* 記事:
第83回 信州塩田平の秋を歩く
出口編集長を信州の塩田平にご案内しました。以前、何回か出口さんが塩田平のことを書かれていたのを目にして、塩田平の良いところをもっと知っていただきたいと思ったことが、そのきっかけです。塩田平は、私の本籍地と菩提寺のあるところ。故郷というほどの重たい縁のある地ではないが、小さいころからよく訪ね、愛着のある地です。そして塩田平の山懐に位置する別所温泉は、亡き父と母が出会った場所でもあります。
司馬遼太郎が「街道を行く」の「信州佐久平みち」の中で、塩田平のことを書いています。長野の善光寺から上田に入り、別所温泉、塩田平を経て、軽井沢、そして佐久平へと一行は歩いています。しかし、私は司馬遼太郎の書いた「信州佐久平みち」が、あまり好きではありません。司馬遼太郎のこの地を描く視線に暖かさを感じない。また、真夏の紀行であったせいか、風景に彩がない。そんな感じがします。また、塩田平については、歩くべきところを歩いていないようにも思うのです。この地に鎌倉文化の大きな影響を与えた塩田北条氏と、そのゆかりの社寺に立ち寄ったふしがない。
もう35年も前の紀行文(*1)に文句をつけてもしようがないが、塩田平に興味をもたれた出口さんには、せめて見るべきところを見てもらいたいと思いました。それでお誘いした次第。
今回の旅は、山々を彩る紅葉と突き抜けるような青空の秋晴れに恵まれ、そして同行者にも恵まれて、それは楽しい旅となりました。そして、当たり前の話ではあるが、人によって見るところ感ずるところは違う。自分にとっても新たな発見がある。そんなことを見つけた旅にもなりました。

* 課題内容:
1/ 塩田平の記事で、別所温泉は筆者にとってどのような場所とされていますか？
2/ 塩田平の記事によると、筆者が出口編集長を塩田平に案内したのはなぜですか？
このデータは記事とは別の出典から集めたものです。

* 抽出データ:
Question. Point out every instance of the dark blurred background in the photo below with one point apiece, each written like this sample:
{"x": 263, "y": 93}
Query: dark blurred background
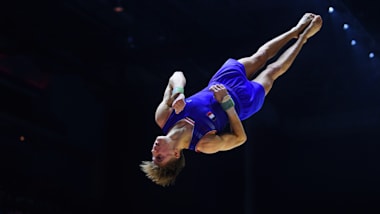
{"x": 80, "y": 81}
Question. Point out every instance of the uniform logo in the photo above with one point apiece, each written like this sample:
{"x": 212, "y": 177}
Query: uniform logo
{"x": 211, "y": 115}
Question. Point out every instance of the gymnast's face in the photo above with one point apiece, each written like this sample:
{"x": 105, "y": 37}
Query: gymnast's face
{"x": 163, "y": 151}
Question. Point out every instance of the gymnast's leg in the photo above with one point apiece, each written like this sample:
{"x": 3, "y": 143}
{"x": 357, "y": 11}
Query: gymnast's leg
{"x": 256, "y": 61}
{"x": 282, "y": 64}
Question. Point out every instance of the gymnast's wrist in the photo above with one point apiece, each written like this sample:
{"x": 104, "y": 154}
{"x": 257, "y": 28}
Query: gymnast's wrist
{"x": 227, "y": 102}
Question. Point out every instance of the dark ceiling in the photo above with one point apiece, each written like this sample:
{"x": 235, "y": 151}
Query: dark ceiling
{"x": 81, "y": 82}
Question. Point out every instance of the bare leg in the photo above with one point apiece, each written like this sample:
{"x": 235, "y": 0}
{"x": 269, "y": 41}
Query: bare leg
{"x": 282, "y": 64}
{"x": 256, "y": 61}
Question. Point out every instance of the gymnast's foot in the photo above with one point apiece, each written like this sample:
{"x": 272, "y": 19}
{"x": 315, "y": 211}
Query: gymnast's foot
{"x": 314, "y": 26}
{"x": 303, "y": 23}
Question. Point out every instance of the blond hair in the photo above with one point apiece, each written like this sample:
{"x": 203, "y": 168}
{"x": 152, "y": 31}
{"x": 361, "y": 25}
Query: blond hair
{"x": 163, "y": 175}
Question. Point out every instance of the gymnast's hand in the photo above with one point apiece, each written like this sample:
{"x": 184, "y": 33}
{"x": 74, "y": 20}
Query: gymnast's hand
{"x": 179, "y": 103}
{"x": 219, "y": 91}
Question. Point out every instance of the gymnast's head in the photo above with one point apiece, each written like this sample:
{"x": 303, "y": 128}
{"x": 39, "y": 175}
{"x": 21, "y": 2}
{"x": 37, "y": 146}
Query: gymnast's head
{"x": 167, "y": 162}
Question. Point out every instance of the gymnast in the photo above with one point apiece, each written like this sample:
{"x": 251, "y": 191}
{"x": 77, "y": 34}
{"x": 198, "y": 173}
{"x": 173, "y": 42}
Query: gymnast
{"x": 233, "y": 94}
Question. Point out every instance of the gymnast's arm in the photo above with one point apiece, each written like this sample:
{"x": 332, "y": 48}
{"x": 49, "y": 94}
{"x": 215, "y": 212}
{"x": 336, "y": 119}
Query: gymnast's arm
{"x": 213, "y": 143}
{"x": 166, "y": 106}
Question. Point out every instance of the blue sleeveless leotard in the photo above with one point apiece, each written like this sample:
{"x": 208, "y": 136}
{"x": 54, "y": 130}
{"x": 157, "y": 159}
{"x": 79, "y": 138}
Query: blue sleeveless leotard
{"x": 206, "y": 112}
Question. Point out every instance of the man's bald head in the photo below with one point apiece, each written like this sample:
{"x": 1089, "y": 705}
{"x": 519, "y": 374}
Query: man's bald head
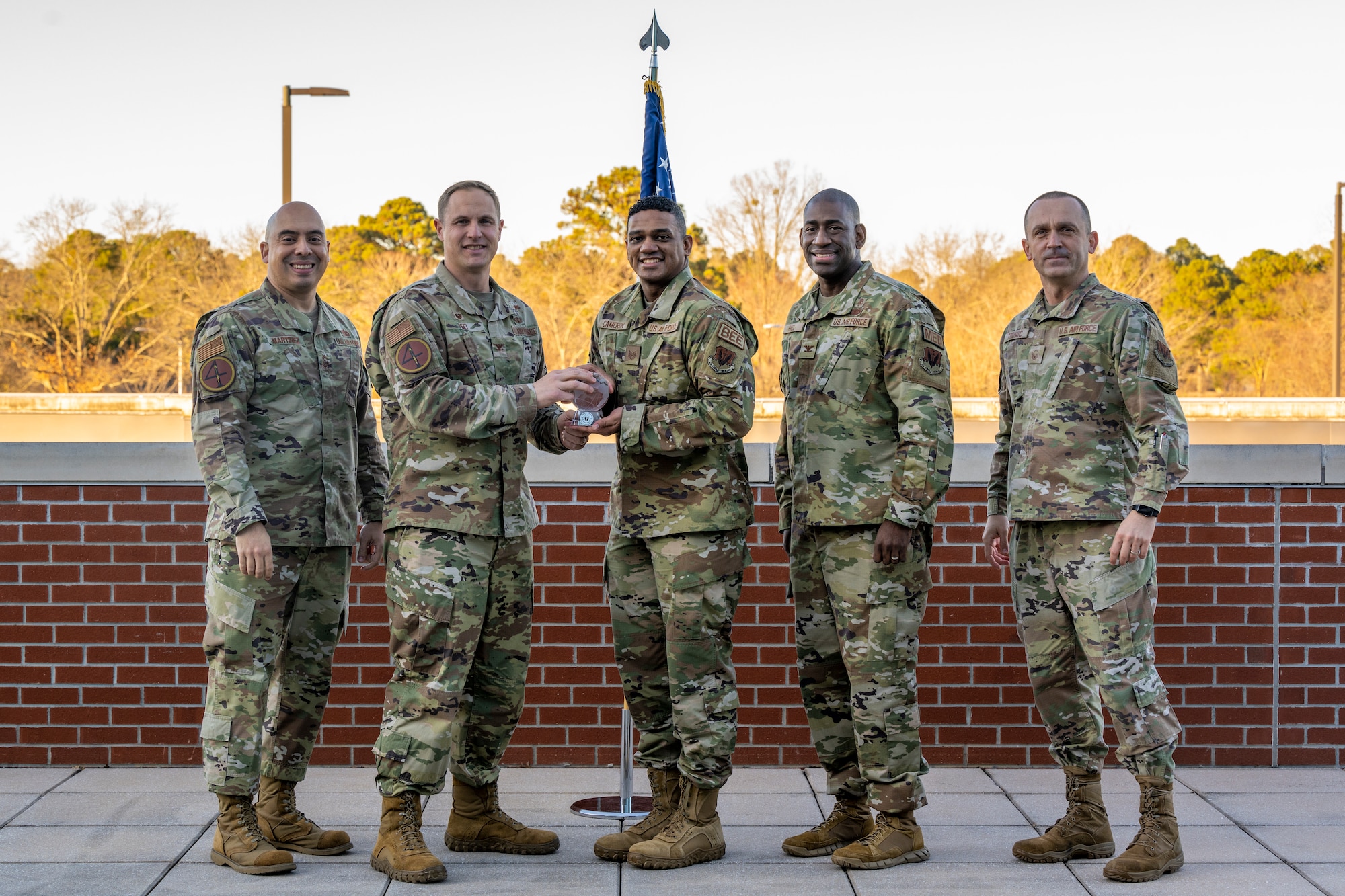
{"x": 299, "y": 217}
{"x": 839, "y": 197}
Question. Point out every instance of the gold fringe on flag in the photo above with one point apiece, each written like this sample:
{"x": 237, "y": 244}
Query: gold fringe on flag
{"x": 654, "y": 87}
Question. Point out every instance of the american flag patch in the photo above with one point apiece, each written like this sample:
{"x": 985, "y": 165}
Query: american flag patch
{"x": 404, "y": 329}
{"x": 212, "y": 349}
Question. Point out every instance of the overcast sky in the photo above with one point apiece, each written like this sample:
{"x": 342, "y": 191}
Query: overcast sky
{"x": 1218, "y": 122}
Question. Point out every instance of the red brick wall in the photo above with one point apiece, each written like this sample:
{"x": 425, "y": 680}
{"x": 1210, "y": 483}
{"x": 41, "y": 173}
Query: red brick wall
{"x": 102, "y": 612}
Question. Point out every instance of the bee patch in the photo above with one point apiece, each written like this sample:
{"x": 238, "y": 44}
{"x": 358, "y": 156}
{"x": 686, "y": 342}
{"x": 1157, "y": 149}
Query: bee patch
{"x": 931, "y": 361}
{"x": 723, "y": 360}
{"x": 732, "y": 337}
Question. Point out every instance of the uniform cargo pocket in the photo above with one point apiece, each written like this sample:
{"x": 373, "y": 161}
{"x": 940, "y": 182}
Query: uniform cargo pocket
{"x": 1149, "y": 689}
{"x": 229, "y": 606}
{"x": 1117, "y": 583}
{"x": 216, "y": 727}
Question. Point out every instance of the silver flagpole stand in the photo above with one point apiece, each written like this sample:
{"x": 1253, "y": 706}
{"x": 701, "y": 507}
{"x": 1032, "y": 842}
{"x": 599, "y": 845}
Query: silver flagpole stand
{"x": 625, "y": 805}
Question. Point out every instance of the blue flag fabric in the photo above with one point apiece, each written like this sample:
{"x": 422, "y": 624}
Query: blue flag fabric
{"x": 656, "y": 171}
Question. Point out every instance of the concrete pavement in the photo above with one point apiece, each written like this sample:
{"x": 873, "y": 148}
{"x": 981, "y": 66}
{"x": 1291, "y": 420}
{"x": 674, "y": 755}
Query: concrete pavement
{"x": 132, "y": 831}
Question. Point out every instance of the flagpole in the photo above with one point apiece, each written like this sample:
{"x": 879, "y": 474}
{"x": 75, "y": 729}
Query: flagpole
{"x": 625, "y": 805}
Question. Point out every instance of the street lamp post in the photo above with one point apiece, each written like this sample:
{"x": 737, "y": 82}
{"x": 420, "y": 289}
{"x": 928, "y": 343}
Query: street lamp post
{"x": 284, "y": 128}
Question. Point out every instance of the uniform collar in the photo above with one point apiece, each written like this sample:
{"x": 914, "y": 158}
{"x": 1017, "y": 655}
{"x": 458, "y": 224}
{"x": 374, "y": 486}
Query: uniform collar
{"x": 505, "y": 304}
{"x": 844, "y": 300}
{"x": 297, "y": 319}
{"x": 1067, "y": 309}
{"x": 662, "y": 307}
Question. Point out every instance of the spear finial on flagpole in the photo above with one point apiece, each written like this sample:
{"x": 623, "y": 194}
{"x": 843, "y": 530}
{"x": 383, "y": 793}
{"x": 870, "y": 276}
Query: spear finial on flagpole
{"x": 653, "y": 40}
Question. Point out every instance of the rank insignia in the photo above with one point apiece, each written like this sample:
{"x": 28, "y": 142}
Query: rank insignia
{"x": 933, "y": 361}
{"x": 723, "y": 360}
{"x": 414, "y": 356}
{"x": 217, "y": 374}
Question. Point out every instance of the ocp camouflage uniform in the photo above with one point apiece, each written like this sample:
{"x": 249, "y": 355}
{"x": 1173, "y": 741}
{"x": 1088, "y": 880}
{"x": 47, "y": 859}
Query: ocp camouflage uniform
{"x": 459, "y": 409}
{"x": 1089, "y": 427}
{"x": 286, "y": 435}
{"x": 681, "y": 506}
{"x": 867, "y": 436}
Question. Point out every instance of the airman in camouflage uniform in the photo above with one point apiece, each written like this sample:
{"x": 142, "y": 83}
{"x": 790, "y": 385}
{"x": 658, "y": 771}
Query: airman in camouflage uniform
{"x": 864, "y": 456}
{"x": 681, "y": 362}
{"x": 465, "y": 389}
{"x": 1091, "y": 440}
{"x": 289, "y": 446}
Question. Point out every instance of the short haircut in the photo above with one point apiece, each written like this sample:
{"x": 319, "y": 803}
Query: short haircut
{"x": 1059, "y": 194}
{"x": 841, "y": 197}
{"x": 469, "y": 185}
{"x": 660, "y": 204}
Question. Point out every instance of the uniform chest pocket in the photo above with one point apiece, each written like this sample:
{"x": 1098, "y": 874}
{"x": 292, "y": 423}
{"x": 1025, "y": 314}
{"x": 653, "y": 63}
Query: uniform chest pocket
{"x": 1085, "y": 376}
{"x": 853, "y": 369}
{"x": 286, "y": 369}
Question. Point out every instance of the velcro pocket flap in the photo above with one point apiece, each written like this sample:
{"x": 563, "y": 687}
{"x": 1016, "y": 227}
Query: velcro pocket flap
{"x": 216, "y": 727}
{"x": 1149, "y": 689}
{"x": 1116, "y": 583}
{"x": 229, "y": 606}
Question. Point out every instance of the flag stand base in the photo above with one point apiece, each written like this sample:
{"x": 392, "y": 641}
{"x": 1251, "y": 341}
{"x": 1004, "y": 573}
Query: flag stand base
{"x": 625, "y": 805}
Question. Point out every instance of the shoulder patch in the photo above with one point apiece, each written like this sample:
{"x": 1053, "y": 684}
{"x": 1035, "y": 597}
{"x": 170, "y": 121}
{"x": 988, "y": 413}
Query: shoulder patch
{"x": 217, "y": 374}
{"x": 400, "y": 331}
{"x": 414, "y": 356}
{"x": 723, "y": 360}
{"x": 731, "y": 335}
{"x": 212, "y": 349}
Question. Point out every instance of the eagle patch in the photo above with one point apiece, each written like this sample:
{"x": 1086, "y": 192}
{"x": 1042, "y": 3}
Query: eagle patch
{"x": 723, "y": 360}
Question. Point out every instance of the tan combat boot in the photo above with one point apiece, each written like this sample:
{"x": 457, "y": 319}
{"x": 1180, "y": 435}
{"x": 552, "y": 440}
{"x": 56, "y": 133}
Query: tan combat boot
{"x": 848, "y": 822}
{"x": 287, "y": 827}
{"x": 1081, "y": 833}
{"x": 241, "y": 845}
{"x": 692, "y": 836}
{"x": 400, "y": 850}
{"x": 896, "y": 840}
{"x": 1157, "y": 848}
{"x": 666, "y": 787}
{"x": 479, "y": 825}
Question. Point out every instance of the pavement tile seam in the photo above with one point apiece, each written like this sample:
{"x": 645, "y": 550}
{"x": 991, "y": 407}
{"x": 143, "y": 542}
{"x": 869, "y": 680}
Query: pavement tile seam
{"x": 36, "y": 799}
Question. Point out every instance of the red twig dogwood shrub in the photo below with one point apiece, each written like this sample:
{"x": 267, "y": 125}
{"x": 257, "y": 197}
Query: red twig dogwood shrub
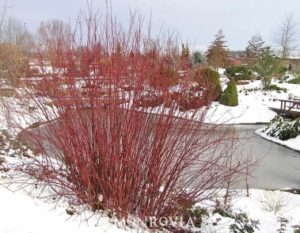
{"x": 109, "y": 139}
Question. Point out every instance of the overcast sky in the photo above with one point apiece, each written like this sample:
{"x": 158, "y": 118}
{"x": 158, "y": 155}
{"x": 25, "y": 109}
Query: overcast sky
{"x": 197, "y": 21}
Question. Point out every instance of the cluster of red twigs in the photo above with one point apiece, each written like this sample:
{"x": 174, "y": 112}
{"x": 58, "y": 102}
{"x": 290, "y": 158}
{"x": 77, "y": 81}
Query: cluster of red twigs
{"x": 101, "y": 148}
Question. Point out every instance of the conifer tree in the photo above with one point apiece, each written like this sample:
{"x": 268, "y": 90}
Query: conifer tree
{"x": 217, "y": 53}
{"x": 254, "y": 49}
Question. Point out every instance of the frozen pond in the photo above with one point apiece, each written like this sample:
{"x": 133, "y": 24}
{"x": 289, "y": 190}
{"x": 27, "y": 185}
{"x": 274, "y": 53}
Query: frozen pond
{"x": 279, "y": 167}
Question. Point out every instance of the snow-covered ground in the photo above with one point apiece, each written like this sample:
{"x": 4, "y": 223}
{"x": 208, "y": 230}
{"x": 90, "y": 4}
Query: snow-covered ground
{"x": 22, "y": 211}
{"x": 293, "y": 143}
{"x": 254, "y": 105}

* 課題の解答:
1/ 亡き父と母が出会った場所です。

2/ 出口さんが塩田平について何度か書いているのを目にし、塩田平の良いところをもっと知ってほしいと思ったからです。また、司馬遼太郎の「信州佐久平みち」では塩田北条氏やそのゆかりの社寺に立ち寄ったふしがなかったため、出口さんにはせめて見るべきところを見てもらいたいと考えました。